◆ **WORK TO DO**: Reproduce each line of the material exactly, minus any picture.

————

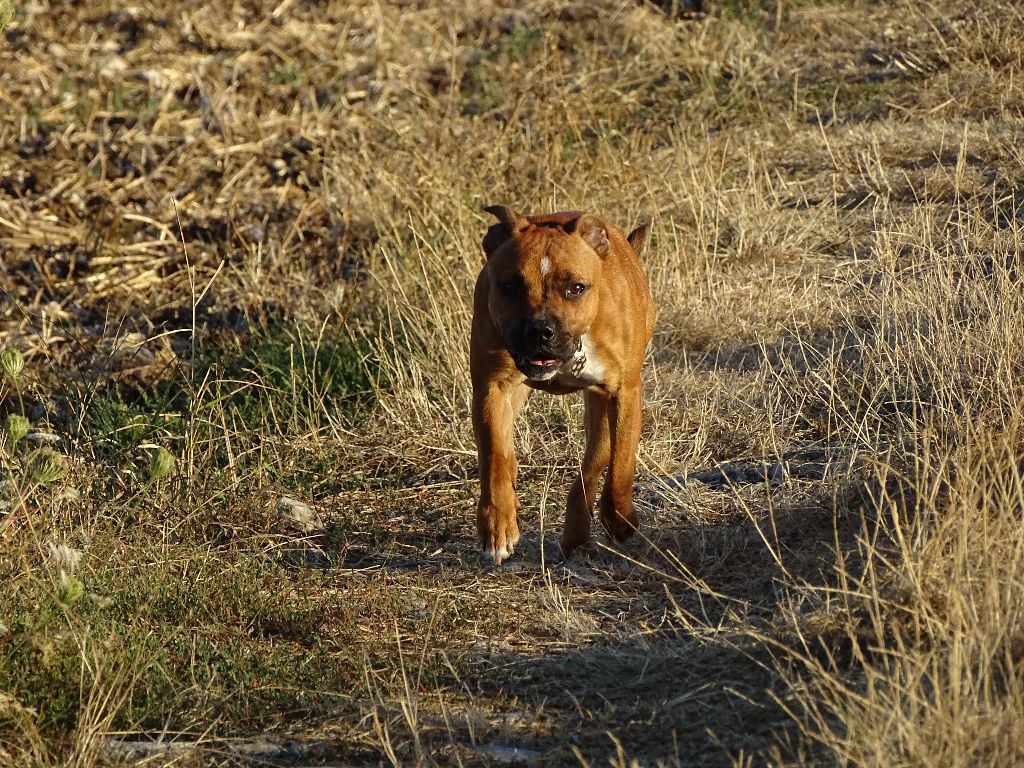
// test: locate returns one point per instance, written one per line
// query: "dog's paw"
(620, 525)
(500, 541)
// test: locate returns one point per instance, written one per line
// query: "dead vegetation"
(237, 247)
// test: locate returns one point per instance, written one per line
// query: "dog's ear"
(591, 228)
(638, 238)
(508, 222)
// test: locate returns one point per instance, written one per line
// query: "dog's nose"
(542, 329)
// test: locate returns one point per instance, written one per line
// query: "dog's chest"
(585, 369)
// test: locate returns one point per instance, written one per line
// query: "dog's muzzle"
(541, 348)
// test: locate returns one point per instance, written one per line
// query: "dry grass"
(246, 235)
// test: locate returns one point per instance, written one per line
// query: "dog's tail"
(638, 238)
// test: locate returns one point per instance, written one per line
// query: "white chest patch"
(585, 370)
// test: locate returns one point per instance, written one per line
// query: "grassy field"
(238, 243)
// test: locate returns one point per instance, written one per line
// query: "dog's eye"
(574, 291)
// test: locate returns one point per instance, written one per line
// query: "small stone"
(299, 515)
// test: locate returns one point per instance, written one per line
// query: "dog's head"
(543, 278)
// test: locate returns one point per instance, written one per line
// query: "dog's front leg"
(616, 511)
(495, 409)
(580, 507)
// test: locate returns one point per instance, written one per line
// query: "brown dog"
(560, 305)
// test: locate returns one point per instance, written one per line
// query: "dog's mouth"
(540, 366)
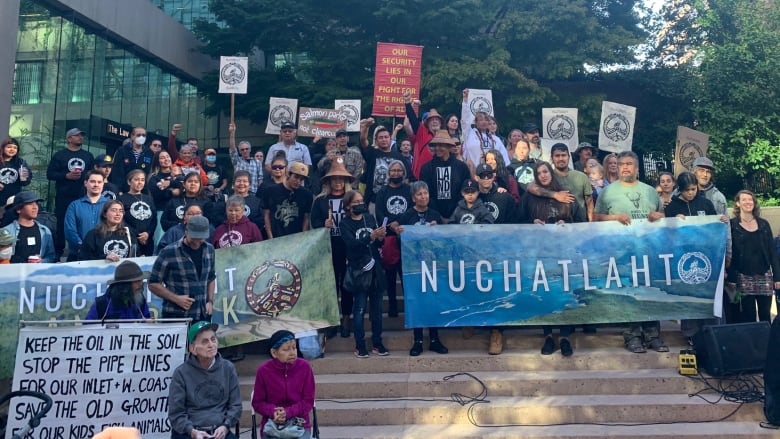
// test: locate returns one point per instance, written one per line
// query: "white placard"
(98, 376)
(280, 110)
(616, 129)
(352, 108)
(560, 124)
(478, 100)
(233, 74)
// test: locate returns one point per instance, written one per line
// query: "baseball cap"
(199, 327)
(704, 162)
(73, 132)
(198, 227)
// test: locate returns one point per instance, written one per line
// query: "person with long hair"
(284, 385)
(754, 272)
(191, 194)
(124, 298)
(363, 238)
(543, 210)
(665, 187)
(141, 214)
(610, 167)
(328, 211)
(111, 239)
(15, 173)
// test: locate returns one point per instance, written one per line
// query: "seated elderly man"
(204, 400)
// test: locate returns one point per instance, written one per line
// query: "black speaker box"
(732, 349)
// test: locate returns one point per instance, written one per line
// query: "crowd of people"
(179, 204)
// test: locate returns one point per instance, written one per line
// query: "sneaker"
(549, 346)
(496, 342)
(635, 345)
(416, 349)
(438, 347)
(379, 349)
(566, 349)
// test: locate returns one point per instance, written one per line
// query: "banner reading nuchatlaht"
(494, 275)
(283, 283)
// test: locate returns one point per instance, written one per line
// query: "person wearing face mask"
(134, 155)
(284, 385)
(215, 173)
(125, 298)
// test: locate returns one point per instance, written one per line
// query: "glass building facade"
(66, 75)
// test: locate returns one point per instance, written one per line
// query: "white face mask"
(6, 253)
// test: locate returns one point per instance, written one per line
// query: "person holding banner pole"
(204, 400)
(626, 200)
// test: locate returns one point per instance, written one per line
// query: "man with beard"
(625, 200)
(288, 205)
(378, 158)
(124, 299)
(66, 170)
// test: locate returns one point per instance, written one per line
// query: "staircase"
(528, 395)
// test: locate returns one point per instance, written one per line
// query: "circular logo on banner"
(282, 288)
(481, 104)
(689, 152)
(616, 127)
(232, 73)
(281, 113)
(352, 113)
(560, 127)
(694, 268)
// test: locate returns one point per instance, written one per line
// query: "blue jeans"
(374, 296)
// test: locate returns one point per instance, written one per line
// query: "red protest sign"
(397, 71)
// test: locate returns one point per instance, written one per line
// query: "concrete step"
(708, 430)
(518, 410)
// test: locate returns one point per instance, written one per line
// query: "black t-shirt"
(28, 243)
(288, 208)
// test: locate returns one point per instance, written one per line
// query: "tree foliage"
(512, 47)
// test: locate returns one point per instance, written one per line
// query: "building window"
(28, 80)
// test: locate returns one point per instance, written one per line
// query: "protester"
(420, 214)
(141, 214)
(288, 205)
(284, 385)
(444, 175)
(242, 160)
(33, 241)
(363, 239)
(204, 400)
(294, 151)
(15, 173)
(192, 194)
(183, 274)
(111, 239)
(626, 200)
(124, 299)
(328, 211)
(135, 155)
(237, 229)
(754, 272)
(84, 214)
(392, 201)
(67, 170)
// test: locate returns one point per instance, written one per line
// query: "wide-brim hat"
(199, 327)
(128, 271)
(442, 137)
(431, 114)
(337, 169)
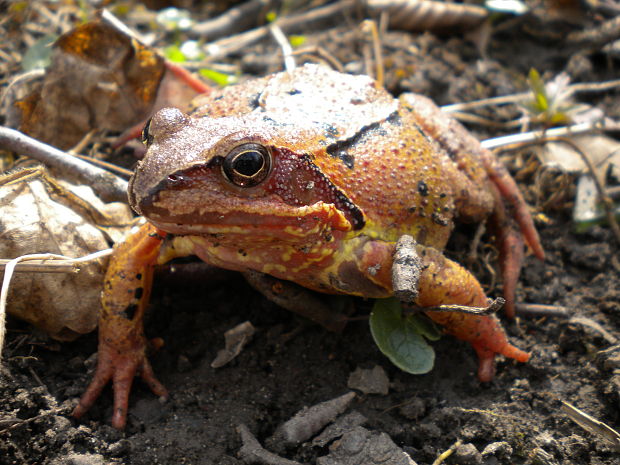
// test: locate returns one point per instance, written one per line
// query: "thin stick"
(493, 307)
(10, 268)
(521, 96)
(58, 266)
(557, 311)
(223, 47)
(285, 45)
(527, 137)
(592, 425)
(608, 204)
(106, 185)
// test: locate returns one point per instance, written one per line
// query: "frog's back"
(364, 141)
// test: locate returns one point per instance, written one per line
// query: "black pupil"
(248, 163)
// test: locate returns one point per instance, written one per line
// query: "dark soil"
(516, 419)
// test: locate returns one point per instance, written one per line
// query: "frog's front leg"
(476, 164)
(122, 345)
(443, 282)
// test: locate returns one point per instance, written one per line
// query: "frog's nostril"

————

◆ **THE RESPONSE**:
// test: locate returns one point per instance, written one per line
// query: "dog's paw"
(620, 525)
(500, 541)
// test: locate returns one point per instance, written one per line
// query: "dead vegetation"
(237, 247)
// test: locate returns one point per instance, written one per line
// query: "dog's ear"
(591, 228)
(638, 238)
(508, 222)
// test: locate returns one point per instance, written one per line
// query: "dog's nose"
(542, 329)
// test: locate returns one point per instance, written one per line
// query: "dog's chest"
(585, 369)
// test: locate returns one point per instance, written one per line
// query: "dog's muzzle"
(541, 348)
// test: locate returns one point per instance, written one per line
// query: "dry grass"
(246, 235)
// test: locate returns one point per instance, written one per line
// query: "dog's tail"
(638, 238)
// test: locate returns one point per instance, written one per line
// query: "white chest patch"
(585, 370)
// test: locate returns one point per instance, written one per line
// query: "grassy field"
(238, 243)
// test: locate returns one point per instance, written one per line
// query: "dog's eye"
(574, 291)
// test: locate returns one point per instance, written one per line
// query: "small stone"
(299, 515)
// test: locate returns one point per instance, written one per line
// query: "dog's head"
(543, 278)
// test: locate returns one point per instance, written one per line
// query: "dog's front leg"
(616, 511)
(495, 409)
(580, 507)
// test: locate returns one point per instance, written one per line
// query: "brown dog"
(560, 305)
// test: locate returns one point per instance, written one per line
// query: "dog's mouth"
(540, 366)
// test: locate returns one point per instance, written one per line
// query: "white placard"
(98, 376)
(280, 110)
(616, 129)
(352, 108)
(560, 124)
(478, 100)
(233, 74)
// test: locate returns one point per instance, written one per line
// query: "baseball cap"
(199, 327)
(704, 162)
(73, 132)
(198, 227)
// test: locate returns one point per instance, written one per line
// query: "person with long hair"
(284, 385)
(754, 272)
(191, 194)
(124, 298)
(363, 238)
(543, 210)
(665, 187)
(141, 214)
(610, 167)
(328, 211)
(111, 239)
(15, 173)
// test: locate returns one point per instance, written one per line
// query: "seated elderly man"
(204, 400)
// test: locate returns one point per instance, written one per line
// query: "black speaker box"
(732, 349)
// test: locate returns one point per instance, written one per line
// query: "crowd of people"
(179, 204)
// test: locate returns one point per instance, written one per line
// query: "sneaker"
(549, 346)
(496, 342)
(635, 345)
(416, 349)
(438, 347)
(379, 349)
(566, 349)
// test: locate returns one point per instance, written one per line
// query: "banner reading nuchatlaht"
(494, 275)
(283, 283)
// test: locate returns one point per instance, written one per line
// query: "person wearing face mask"
(134, 155)
(284, 385)
(215, 173)
(125, 298)
// test: locate returns one point per instance, written one per line
// query: "glass building facade"
(66, 75)
// test: locate returns one point per instance, written one per line
// query: "white face mask"
(6, 253)
// test: locate returns one point per instance, written one per line
// query: "person holding banner pole"
(204, 400)
(626, 200)
// test: locate returns one point per instance, written one per line
// query: "man with beard"
(625, 200)
(288, 205)
(378, 158)
(124, 299)
(66, 170)
// test: locate returns one point per instance, written one per line
// query: "staircase"
(528, 395)
// test: locate returns one point per instance, written one per line
// query: "circular logo on banner"
(282, 288)
(481, 104)
(689, 152)
(616, 127)
(232, 73)
(281, 113)
(352, 113)
(560, 127)
(694, 268)
// test: locate returns one point per instance, written one per line
// query: "blue jeans"
(374, 296)
// test: locate returns one point per instance, written one per line
// query: "red protest sign"
(397, 71)
// test: locate returns one point per instance, written one per line
// query: "concrete step"
(708, 430)
(518, 410)
// test: locate returns one point per instance, written one per line
// query: "black t-shirt"
(28, 243)
(288, 208)
// test: locate returns one point per instance, written one per line
// query: "tree foliage"
(512, 47)
// test: locate returns one point per instance, written one per line
// query: "building window"
(28, 80)
// test: locate returns one point per instance, written one per line
// query: "protester"
(420, 214)
(141, 214)
(288, 205)
(284, 385)
(444, 175)
(242, 160)
(33, 241)
(363, 239)
(204, 400)
(294, 151)
(15, 173)
(192, 194)
(183, 274)
(111, 239)
(626, 200)
(124, 299)
(328, 211)
(135, 155)
(237, 229)
(754, 272)
(84, 214)
(392, 201)
(67, 170)
// test: locate returns one point per instance, written one per line
// query: "wide-brim hat"
(199, 327)
(128, 271)
(442, 137)
(431, 114)
(337, 169)
// test: locate returns one point per instance, written one per line
// query: "thin stick"
(493, 307)
(10, 268)
(521, 96)
(58, 266)
(557, 311)
(223, 47)
(285, 45)
(527, 137)
(592, 425)
(608, 204)
(106, 185)
// test: locate returns one point per instance, written one per line
// query: "frog's back"
(364, 141)
// test: locate returns one point per instance, written one per line
// query: "black pupil"
(248, 163)
// test: locate returns one point per instance, written one per line
// query: "dark soil"
(516, 419)
// test: locate returns one point per instance, written one per line
// query: "frog's front leg"
(476, 164)
(122, 345)
(443, 282)
// test: locate returns one point per instance, written one per line
// query: "frog's nostril"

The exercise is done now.